**Условие задачи 1**. Изложите суть предложенного фрагмента в двух предложениях.
**Условие задачи 2**. Воспроизведите без каких-либо изменений строки записей с самого начала записей по строку, содержащую «MULTIPOLYGON (((355 14, 364», включительно.

Зато в «Кишиневском дневнике» 3 апреля 1821 г. Пушкин совсем по-иному пишет о евреях на похоронах митрополита: «Во всей церемонии более всего понравились мне жиды: они наполняли тесные улицы, взбирались на кровли и составляли там живописные группы. Равнодушие изображалось на их лицах – со всем тем ни одной улыбки, ни одного нескромного движенья! Они боятся христиан и потому во сто крат благочестивее их». Здесь нет никакого предубеждения против евреев, составлявших большую часть кишиневцев, напротив – чувствуется симпатия к ним. А то, что поэт именует их «жидами», нисколько не порочит его. Ведь в тогдашней России термин «еврей» применялся в официальном и литературном аспекте, а равное ему слово «жид» было широко распространено в повседневной речи. Это обстоятельство игнорируют нынешние антисемиты, пытающиеся сделать поэта своим единомышленником.

**Исходные записи**.
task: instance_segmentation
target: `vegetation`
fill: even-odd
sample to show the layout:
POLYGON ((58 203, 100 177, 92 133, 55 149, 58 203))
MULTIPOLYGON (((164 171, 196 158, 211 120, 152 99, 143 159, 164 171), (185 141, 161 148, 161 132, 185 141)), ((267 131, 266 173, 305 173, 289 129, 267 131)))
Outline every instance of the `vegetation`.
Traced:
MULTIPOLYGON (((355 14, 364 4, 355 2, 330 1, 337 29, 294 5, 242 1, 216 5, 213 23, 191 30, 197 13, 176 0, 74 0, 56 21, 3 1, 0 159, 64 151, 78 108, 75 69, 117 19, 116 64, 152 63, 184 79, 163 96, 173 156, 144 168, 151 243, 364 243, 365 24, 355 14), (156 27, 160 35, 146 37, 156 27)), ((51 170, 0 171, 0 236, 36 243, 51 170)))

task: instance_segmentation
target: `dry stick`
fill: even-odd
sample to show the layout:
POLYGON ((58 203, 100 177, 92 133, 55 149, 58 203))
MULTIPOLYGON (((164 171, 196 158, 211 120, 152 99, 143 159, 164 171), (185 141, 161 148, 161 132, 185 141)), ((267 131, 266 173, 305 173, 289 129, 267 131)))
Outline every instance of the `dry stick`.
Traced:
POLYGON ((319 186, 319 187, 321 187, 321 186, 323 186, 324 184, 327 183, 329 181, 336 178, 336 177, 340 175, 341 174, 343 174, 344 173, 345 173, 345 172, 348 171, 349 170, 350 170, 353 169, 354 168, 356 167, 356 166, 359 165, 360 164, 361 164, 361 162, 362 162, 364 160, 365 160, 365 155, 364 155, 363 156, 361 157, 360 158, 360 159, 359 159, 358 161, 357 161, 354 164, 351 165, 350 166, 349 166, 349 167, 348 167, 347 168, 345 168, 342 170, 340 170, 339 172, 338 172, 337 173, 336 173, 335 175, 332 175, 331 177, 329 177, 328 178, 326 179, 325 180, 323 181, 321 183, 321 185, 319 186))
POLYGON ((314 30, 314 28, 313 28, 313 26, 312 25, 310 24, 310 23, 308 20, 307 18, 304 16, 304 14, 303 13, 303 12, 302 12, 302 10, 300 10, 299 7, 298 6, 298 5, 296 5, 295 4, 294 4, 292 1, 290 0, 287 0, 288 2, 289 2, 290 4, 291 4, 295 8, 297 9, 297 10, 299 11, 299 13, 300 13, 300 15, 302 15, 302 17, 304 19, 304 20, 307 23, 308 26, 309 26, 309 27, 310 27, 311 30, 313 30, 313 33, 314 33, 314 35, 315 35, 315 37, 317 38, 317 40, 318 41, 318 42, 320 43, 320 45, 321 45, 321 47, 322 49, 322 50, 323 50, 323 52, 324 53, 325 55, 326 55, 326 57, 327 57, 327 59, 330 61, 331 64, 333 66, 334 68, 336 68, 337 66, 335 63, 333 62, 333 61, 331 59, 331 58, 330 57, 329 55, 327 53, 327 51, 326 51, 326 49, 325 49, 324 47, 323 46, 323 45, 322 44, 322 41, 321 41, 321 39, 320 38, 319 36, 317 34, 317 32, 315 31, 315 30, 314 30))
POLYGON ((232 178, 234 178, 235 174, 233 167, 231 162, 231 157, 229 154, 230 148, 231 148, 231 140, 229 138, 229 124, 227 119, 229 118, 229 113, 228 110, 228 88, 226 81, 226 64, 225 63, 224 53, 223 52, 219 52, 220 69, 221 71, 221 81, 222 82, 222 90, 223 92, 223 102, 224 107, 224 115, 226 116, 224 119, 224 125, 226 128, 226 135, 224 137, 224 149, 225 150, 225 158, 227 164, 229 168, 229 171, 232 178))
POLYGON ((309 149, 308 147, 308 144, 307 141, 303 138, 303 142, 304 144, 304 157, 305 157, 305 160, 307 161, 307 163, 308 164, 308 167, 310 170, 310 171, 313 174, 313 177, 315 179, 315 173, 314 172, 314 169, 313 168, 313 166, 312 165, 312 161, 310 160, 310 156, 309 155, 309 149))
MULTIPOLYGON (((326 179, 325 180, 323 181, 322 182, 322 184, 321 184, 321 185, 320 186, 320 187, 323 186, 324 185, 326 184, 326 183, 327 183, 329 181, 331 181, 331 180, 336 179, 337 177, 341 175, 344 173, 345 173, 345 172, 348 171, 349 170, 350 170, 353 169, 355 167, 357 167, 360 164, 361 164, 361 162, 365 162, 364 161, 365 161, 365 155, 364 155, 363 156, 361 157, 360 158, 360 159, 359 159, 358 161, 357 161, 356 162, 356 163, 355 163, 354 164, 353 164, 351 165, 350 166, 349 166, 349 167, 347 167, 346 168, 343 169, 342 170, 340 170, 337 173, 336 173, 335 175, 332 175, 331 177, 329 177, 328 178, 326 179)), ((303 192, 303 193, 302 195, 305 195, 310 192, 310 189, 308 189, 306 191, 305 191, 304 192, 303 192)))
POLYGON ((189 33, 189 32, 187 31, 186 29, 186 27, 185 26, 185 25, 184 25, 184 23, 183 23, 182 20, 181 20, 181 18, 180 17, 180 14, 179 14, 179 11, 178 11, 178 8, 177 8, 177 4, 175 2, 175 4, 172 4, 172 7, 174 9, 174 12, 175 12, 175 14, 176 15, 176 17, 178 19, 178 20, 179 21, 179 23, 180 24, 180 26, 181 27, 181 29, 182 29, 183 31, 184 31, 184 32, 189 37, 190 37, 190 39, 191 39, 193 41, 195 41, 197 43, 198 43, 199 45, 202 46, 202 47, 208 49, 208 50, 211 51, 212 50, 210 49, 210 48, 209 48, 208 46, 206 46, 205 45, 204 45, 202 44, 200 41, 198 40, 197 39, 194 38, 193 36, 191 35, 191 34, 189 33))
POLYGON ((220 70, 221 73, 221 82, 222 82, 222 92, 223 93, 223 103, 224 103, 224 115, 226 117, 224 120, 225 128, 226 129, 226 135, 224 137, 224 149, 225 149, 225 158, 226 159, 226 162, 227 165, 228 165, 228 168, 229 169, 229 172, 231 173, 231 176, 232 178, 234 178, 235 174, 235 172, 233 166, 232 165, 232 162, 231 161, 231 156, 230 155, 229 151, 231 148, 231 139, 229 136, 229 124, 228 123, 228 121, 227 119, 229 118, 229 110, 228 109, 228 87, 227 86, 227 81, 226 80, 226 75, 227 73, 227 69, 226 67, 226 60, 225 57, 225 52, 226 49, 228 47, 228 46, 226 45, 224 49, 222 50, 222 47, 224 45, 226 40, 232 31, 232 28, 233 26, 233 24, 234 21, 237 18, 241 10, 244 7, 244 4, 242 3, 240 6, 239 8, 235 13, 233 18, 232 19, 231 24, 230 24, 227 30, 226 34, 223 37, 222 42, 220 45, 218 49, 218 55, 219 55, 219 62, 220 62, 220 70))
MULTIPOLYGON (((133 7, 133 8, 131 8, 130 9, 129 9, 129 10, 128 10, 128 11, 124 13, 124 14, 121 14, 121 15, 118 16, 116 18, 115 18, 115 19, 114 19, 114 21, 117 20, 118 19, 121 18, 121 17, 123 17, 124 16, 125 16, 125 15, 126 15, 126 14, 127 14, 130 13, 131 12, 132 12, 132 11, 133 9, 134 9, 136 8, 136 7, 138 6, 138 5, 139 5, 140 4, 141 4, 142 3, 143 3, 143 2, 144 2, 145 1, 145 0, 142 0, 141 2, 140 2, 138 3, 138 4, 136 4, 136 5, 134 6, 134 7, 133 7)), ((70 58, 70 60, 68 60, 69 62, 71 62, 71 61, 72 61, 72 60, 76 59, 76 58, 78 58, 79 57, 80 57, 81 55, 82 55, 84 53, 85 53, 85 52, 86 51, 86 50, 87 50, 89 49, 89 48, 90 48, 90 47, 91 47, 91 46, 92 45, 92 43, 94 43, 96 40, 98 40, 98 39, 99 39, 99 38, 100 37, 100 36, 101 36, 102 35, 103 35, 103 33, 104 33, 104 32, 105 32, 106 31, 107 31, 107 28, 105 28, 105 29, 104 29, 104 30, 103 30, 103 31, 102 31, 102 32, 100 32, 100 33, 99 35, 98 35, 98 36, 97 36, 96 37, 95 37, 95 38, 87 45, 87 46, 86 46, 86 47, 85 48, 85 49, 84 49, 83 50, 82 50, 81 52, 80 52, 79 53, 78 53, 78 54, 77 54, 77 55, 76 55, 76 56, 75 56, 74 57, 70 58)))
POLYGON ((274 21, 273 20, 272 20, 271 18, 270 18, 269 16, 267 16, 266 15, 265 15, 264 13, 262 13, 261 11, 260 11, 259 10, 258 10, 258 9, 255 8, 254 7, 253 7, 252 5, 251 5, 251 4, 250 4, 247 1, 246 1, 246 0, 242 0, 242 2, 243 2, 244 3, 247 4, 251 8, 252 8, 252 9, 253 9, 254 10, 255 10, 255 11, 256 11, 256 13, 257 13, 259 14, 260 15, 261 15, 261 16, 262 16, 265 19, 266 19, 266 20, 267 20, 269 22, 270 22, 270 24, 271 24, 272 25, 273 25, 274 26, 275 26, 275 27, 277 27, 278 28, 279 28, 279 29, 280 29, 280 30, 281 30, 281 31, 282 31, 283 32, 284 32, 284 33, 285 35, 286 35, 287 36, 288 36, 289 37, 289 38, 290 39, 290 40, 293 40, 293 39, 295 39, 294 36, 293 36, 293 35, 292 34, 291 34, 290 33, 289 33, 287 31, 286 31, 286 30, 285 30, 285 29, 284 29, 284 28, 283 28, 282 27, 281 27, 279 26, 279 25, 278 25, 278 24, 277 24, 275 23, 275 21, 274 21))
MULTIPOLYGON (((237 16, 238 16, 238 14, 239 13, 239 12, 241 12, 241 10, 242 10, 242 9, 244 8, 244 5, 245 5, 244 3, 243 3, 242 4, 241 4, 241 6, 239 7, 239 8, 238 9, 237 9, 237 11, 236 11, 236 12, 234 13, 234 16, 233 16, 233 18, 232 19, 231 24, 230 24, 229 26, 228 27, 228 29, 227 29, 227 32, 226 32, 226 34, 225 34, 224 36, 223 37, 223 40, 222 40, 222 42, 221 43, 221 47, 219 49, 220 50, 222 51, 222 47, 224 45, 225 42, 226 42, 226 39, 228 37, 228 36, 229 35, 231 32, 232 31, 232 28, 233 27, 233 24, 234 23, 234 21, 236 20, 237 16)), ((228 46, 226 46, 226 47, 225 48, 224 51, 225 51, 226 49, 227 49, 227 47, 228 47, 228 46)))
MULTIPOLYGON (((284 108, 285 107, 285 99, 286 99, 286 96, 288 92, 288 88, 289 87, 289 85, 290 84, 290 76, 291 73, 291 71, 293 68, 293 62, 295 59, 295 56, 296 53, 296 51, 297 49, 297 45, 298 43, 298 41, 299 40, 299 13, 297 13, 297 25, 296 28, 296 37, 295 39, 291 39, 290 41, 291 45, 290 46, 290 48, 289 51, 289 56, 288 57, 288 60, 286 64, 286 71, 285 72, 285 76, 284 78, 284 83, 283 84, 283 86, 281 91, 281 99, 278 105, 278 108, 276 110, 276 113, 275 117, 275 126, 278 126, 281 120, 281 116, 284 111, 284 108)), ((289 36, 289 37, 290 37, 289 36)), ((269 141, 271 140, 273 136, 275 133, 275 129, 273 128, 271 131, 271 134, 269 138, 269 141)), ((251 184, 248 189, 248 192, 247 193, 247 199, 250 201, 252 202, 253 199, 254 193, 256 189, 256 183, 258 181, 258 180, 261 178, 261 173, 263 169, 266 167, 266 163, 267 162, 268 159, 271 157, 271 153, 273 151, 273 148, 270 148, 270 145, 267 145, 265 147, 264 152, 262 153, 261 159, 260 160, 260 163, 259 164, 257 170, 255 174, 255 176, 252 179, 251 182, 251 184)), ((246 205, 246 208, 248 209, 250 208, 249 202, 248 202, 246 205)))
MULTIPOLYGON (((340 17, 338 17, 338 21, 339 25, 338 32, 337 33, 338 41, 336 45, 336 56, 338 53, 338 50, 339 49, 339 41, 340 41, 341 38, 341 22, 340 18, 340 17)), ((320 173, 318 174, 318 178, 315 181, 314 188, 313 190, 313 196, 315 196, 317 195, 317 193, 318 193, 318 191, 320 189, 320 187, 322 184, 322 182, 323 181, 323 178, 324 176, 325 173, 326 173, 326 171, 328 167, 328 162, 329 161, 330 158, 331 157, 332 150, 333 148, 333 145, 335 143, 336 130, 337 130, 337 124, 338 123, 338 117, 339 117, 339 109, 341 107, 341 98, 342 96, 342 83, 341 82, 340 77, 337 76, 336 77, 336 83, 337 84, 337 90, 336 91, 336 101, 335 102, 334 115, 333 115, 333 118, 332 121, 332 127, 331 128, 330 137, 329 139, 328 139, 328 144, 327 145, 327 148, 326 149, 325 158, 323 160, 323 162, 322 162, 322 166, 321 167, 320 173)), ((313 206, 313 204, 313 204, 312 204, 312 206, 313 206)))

**Полное решение 1**. В «Кишиневском дневнике» 3 апреля 1821 г. Пушкин пишет о евреях на похоронах митрополита без всякого предубеждения, напротив, с симпатией. Слово «жид», которым он их называет, нисколько не порочит поэта: в тогдашней России оно было широко распространено в повседневной речи, а термин «еврей» применялся в официальном и литературном аспекте, и это обстоятельство игнорируют нынешние антисемиты, пытающиеся сделать поэта своим единомышленником.

**Полное решение 2**.
task: instance_segmentation
target: `vegetation`
fill: even-odd
sample to show the layout:
POLYGON ((58 203, 100 177, 92 133, 55 149, 58 203))
MULTIPOLYGON (((164 171, 196 158, 211 120, 152 99, 143 159, 164 171), (185 141, 161 148, 161 132, 185 141)), ((267 131, 266 173, 305 173, 289 129, 267 131)))
Outline every instance of the `vegetation`.
Traced:
MULTIPOLYGON (((355 14, 364 4, 355 2, 330 1, 337 29, 294 5, 242 1, 216 5, 213 23, 191 30, 197 13, 176 0, 74 0, 56 21, 3 1, 0 159, 64 151, 78 108, 75 69, 117 19, 116 64, 152 63, 184 79, 163 96, 173 156, 144 168, 151 243, 364 243, 365 24, 355 14), (156 27, 160 35, 146 37, 156 27)), ((51 170, 0 171, 0 236, 36 243, 51 170)))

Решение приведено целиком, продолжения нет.